Rewrite the records below, changing each "dark clothing" to "light clothing" and leaving everything else as it is. Omit the picture from your answer.

[Records from a data source]
= = = = = = =

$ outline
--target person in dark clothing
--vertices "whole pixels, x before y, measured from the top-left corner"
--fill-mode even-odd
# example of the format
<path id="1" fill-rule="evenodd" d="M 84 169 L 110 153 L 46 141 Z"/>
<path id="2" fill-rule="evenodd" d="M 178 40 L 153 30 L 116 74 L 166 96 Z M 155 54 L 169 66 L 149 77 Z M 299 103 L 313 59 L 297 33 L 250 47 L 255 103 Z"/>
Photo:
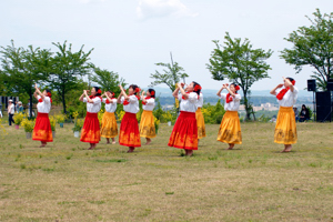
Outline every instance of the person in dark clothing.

= = = = = = =

=== SOLVED PROBLEM ===
$ outline
--target person in light clothing
--vertices "whole pixels, x before y, measured from the top-left corner"
--fill-mode even-odd
# example of the format
<path id="1" fill-rule="evenodd" d="M 84 169 L 110 153 L 46 141 Z"/>
<path id="2" fill-rule="evenodd" d="M 178 40 L 153 30 L 116 74 L 166 96 Z M 155 54 L 169 66 L 149 77 Z M 299 103 L 313 59 L 297 33 L 250 47 L 255 103 Z"/>
Photo:
Outline every instance of the person in light clothing.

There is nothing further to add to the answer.